→ **TASKS**:
- A) Reproduce the part of the article on U.S. nuclear weapons plans starting at "NNSA Administrator Lisa" and ending at "end of 2019.".
- B) According to the article on U.S. nuclear weapons plans, how much does the fiscal year 2019 budget request include to begin analyzing a nuclear-armed, sea-launched cruise missile?
- C) Extend the article on U.S. nuclear weapons plans beyond its final paragraph.

-- START TEXT SHOWN --

NNSA Administrator Lisa Gordon-Hagerty told the Senate Armed Services Committee on March 14 that the agency is “working closely” with the Office of Management and Budget and the Pentagon to identify the necessary funding options. The Pentagon and NNSA say the modification can be completed quickly, perhaps as soon as the end of 2019.

U.S. law requires that the energy secretary specifically request congressional authorization and appropriations to develop a new or modified nuclear warhead. Although the NNSA did not seek funds for the modification in its original budget request, the agency could make a supplemental request later this year or ask Congress for permission to reprogram funds from other activities.

The NPR report also calls for the development of a nuclear-armed, sea-launched cruise missile (SLCM) that could be available for fielding within the next decade. The fiscal year 2019 budget request includes $1 million to begin an analysis of the performance requirements and costs to pursue that capability.

The United States deployed SLCMs during the Cold War, but President George H.W. Bush removed them from attack submarines and surface ships in the early 1990s. President Barack Obama ordered the retirement of the aging warhead for the missile in the report for the 2010 NPR. (See ACT, May 2010.)

The Trump administration NPR report calls for the development of the two additional low-yield nuclear capabilities primarily to counter Russia’s alleged willingness to use or threaten to use tactical nuclear weapons on a limited basis to stave off defeat in a conventional conflict or crisis, a strategy known as “escalate to de-escalate.” (See ACT, March 2018.) Russia possesses a larger and more diverse arsenal of such weapons than the United States.

According to the report, the development of the two options “is not intended to enable, nor does it enable, ‘nuclear war-fighting.’” Rather, expanding U.S. tailored response options will “raise the nuclear threshold and help ensure that potential adversaries perceive no possible advantage in limited nuclear escalation, making nuclear weapons employment less likely,” according to the report. Critics maintain that the report misconstrues Russian nuclear doctrine and that additional low-yield options are unnecessary.

The Trump administration is also pursuing research and development on and concepts and options for conventional ground-launched, intermediate-range missile systems in response to Russia’s alleged violation of the 1987 Intermediate-Range Nuclear Forces (INF) Treaty. (See ACT, January/February 2018.) The fiscal year 2019 budget documents do not specify how much money the Pentagon proposes to spend on this work.

-- END TEXT SHOWN --
-- START MATERIAL SUPPLIED --

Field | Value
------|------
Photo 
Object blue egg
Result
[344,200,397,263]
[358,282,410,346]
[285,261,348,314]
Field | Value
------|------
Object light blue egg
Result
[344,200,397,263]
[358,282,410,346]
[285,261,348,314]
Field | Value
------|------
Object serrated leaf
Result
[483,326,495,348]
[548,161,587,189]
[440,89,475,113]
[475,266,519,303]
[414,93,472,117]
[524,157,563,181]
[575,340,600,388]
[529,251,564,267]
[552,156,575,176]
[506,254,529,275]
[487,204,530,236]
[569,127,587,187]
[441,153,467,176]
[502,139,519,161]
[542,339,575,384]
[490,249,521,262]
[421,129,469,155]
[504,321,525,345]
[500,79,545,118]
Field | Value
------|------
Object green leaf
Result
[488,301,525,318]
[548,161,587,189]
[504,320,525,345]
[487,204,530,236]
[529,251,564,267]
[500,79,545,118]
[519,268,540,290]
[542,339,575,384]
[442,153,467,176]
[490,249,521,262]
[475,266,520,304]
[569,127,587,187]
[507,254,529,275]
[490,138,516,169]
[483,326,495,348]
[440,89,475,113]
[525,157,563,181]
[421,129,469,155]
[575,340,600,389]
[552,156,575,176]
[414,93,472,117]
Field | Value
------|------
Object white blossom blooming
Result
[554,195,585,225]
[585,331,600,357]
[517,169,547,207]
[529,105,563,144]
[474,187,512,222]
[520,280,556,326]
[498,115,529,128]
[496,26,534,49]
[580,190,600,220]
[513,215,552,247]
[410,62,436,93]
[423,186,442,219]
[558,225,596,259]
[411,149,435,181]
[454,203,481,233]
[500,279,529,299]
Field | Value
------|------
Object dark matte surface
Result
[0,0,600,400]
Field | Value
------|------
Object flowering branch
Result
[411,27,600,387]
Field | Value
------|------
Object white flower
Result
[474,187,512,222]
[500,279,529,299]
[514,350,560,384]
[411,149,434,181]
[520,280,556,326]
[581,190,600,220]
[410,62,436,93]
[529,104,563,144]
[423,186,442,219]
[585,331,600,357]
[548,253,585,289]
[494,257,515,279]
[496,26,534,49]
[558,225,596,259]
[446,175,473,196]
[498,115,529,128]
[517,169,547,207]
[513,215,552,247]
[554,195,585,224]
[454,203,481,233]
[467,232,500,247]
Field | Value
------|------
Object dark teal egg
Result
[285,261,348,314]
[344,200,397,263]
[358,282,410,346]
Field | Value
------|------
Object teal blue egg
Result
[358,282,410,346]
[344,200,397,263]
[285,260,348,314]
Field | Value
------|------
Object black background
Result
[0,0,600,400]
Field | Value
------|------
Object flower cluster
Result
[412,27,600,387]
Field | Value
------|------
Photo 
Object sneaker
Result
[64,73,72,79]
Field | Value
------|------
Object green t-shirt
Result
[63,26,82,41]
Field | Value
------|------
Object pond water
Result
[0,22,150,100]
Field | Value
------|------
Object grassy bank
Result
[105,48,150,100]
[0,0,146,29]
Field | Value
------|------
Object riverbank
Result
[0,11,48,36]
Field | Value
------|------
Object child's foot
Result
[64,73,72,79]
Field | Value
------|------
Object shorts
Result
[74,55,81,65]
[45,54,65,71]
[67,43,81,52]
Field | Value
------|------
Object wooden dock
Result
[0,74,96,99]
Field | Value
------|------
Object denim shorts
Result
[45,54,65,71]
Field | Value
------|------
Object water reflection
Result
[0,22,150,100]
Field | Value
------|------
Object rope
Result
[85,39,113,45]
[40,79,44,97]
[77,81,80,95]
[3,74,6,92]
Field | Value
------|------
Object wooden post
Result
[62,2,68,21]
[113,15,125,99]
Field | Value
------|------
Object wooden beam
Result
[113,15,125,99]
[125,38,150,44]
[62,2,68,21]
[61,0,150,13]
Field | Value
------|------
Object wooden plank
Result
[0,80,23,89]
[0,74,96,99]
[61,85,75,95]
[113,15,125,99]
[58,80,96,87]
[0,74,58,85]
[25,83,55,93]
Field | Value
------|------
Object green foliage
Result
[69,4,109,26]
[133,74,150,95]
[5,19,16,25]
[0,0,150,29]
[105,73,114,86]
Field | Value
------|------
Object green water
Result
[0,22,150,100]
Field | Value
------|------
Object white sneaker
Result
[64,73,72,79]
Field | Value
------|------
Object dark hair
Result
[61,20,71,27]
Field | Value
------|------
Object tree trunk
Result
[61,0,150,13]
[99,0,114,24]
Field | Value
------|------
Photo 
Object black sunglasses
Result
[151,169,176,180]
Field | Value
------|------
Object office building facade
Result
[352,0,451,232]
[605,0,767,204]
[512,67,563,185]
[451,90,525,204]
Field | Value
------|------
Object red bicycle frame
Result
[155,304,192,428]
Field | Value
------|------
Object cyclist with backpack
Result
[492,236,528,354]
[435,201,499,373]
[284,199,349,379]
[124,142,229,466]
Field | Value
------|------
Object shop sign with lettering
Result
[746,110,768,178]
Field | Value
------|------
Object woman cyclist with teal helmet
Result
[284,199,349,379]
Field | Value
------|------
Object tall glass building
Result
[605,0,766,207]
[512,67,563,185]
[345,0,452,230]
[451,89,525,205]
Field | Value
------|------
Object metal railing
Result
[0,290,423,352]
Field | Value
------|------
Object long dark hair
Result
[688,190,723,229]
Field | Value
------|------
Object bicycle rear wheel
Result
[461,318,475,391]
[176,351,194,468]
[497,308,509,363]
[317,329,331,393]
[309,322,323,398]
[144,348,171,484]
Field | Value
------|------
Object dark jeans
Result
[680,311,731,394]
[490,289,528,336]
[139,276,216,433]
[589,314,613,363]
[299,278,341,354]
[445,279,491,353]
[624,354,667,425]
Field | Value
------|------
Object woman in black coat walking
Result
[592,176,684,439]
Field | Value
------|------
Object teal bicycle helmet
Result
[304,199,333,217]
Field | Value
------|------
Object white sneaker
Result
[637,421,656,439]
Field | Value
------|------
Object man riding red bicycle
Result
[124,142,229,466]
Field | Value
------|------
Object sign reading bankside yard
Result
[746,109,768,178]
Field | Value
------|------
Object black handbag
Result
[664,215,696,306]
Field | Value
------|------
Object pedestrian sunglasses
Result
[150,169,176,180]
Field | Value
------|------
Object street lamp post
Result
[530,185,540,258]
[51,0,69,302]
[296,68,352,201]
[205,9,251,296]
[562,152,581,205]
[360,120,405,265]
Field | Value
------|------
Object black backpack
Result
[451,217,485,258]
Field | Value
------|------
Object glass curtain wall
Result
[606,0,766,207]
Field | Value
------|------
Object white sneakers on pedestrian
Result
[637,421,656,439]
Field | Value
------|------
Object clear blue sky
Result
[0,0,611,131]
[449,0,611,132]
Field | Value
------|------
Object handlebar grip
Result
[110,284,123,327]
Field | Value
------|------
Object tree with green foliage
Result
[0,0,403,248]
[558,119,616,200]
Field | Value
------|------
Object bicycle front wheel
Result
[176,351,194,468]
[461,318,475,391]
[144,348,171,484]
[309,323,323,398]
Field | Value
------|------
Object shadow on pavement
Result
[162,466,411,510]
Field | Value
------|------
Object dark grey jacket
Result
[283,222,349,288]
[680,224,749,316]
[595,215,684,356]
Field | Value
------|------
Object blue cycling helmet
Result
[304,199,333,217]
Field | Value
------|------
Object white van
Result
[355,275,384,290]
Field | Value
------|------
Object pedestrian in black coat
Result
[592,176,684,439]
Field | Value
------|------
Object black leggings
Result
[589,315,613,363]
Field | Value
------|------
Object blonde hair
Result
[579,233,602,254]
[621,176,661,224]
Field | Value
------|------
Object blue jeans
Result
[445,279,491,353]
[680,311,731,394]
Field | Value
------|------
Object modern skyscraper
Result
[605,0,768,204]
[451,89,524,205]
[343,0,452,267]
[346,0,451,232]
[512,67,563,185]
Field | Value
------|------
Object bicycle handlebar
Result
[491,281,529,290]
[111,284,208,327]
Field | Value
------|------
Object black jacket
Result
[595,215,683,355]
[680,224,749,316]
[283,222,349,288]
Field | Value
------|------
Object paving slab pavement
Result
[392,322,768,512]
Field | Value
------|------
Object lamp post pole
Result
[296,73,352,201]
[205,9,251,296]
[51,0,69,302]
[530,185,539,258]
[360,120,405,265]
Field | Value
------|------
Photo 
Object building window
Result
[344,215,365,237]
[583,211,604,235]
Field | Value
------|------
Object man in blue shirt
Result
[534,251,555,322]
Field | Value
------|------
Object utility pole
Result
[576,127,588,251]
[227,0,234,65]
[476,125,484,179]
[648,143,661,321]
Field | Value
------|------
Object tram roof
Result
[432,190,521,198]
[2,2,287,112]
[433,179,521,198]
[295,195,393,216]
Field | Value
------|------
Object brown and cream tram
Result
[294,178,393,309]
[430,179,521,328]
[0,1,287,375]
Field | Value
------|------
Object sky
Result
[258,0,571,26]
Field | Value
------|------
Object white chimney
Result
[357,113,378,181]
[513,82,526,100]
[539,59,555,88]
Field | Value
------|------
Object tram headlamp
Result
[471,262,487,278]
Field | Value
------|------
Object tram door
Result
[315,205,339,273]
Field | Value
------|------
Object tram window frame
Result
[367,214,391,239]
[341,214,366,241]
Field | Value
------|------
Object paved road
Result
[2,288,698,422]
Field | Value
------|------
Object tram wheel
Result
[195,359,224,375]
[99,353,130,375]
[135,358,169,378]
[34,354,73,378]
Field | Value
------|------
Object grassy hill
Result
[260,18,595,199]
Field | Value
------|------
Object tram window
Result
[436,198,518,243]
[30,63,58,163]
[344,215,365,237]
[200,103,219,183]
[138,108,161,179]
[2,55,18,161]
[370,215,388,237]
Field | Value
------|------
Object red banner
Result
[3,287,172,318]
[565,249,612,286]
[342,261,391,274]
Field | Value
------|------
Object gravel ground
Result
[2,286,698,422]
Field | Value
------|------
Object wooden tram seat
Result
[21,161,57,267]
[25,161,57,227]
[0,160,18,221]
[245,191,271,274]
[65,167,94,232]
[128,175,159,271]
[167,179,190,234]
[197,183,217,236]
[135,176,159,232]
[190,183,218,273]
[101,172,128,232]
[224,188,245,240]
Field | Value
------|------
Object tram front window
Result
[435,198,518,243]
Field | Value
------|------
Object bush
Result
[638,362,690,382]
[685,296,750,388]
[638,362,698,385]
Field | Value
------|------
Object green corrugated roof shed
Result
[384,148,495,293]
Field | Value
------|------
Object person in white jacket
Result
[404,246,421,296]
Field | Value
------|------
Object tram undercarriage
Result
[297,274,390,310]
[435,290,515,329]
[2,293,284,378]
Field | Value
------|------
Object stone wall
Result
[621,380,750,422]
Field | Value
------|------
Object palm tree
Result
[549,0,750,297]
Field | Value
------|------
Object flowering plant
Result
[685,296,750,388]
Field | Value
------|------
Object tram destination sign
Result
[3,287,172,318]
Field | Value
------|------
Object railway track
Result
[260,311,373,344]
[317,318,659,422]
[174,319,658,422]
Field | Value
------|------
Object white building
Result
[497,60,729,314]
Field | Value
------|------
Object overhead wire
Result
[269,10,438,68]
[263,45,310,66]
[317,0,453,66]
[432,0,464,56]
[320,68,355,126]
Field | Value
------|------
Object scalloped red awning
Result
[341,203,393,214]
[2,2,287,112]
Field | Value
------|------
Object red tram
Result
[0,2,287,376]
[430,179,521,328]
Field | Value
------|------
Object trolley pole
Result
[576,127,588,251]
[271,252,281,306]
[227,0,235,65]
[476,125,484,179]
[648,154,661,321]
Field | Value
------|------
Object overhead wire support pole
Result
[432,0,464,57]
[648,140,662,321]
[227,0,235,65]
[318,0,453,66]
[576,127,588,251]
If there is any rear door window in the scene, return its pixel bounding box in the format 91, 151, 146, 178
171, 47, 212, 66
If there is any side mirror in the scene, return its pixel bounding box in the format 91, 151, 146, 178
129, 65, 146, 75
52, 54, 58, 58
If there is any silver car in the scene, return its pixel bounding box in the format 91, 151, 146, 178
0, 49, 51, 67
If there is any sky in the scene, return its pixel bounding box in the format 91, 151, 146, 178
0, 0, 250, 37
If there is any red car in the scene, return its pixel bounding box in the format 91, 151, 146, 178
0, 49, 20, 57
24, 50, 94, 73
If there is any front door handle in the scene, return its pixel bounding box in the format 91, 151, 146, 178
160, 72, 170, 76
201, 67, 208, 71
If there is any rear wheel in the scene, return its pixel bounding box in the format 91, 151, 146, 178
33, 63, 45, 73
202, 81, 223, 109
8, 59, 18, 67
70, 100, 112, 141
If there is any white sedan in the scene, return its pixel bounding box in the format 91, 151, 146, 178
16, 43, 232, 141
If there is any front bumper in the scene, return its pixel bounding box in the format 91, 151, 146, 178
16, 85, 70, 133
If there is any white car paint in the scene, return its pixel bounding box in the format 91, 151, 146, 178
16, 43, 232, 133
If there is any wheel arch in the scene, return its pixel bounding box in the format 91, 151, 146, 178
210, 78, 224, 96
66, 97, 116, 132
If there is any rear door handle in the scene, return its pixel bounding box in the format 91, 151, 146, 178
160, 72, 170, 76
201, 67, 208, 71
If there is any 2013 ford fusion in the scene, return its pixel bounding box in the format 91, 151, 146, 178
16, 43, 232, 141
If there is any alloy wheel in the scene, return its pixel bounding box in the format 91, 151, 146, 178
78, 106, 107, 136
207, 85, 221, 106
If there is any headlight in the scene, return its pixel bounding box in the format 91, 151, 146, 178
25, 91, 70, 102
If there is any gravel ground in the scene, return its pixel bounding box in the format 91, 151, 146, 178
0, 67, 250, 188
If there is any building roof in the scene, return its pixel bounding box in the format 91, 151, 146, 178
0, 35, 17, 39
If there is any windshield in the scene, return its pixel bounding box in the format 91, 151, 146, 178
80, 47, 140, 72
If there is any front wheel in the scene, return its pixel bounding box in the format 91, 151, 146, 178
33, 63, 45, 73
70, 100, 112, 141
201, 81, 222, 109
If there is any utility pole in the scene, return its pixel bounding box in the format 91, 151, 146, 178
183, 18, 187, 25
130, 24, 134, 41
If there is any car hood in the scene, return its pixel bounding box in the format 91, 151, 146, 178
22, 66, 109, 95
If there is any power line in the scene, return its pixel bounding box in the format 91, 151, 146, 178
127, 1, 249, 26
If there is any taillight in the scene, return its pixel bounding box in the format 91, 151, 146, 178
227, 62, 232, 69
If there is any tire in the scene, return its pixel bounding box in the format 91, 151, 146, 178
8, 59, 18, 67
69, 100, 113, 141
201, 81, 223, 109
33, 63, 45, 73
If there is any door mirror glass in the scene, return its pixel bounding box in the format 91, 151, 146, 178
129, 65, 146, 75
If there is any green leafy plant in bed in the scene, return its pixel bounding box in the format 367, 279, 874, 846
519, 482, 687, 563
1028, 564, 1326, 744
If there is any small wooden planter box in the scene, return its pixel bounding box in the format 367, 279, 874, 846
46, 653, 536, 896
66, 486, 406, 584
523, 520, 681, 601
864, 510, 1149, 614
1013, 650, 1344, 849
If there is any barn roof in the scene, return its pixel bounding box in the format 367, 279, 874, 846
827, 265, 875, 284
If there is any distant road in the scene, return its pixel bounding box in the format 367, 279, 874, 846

-- END MATERIAL SUPPLIED --

→ **TASK RESPONSES**:
- A)
NNSA Administrator Lisa Gordon-Hagerty told the Senate Armed Services Committee on March 14 that the agency is “working closely” with the Office of Management and Budget and the Pentagon to identify the necessary funding options. The Pentagon and NNSA say the modification can be completed quickly, perhaps as soon as the end of 2019.

- B) $1 million

- C)
In total, the Defense Department is requesting $24 billion for nuclear forces, an increase of $5 billion from the fiscal year 2018 request. This includes $11 billion for nuclear force sustainment and operations; $7 billion for upgrade programs such as the Columbia-class ballistic missile submarine replacement, B-21 “Raider” heavy bomber, and the long-range standoff weapon; and $6 billion for nuclear command, control, and communications. The NPR report acknowledges that the cost to sustain and upgrade the arsenal is “substantial,” but claims the projected bill is affordable and will consume no more than 6.4 percent of the Pentagon budget.

This proposed spending does not include the additional costs that must be borne by the NNSA to upgrade nuclear warheads and their supporting infrastructure. The administration requested $11 billion for the NNSA nuclear weapons account in fiscal year 2019.

The Congressional Budget Office estimated last fall that the plans President Donald Trump inherited from Obama to maintain and upgrade the U.S. nuclear arsenal over the next 30 years would cost $1.2 trillion. (See ACT, December 2017.) The figure does not include the effects of inflation.

Trump, Congress Bulk Up Ballistic Missile Defense

The Trump administration’s fiscal year 2019 budget request includes large funding increases for theater and strategic ballistic missile defense (BMD) systems relative to the administration’s first budget submission in May 2017. Missile defense programs accounted for $12 billion of the 2019 request, including $9.9 billion for the Missile Defense Agency (MDA).

Although the proposed request for the agency is up from the fiscal year 2018 request of $7.9 billion, Congress passed an omnibus appropriations bill last month that provides $11.5 billion, a increase of $3.6 billion above the original budget submission. President Donald Trump signed the bill on March 23.

To thwart intercontinental ballistic missiles (ICBMs), the fiscal year 2019 request proposes $2.1 billion for expanding and modernizing the Ground-Based Midcourse Defense system. This includes construction of an additional missile field in Fort Greely, Alaska, bringing the total number of ground-based interceptors to 64. The budget request would cover 14 of the expected 20 new ground-based interceptors, as well as design and testing of the so-called Redesigned Kill Vehicle and Multi-Object Kill Vehicle intended to increase the number of kill vehicles atop each long-range intercepter.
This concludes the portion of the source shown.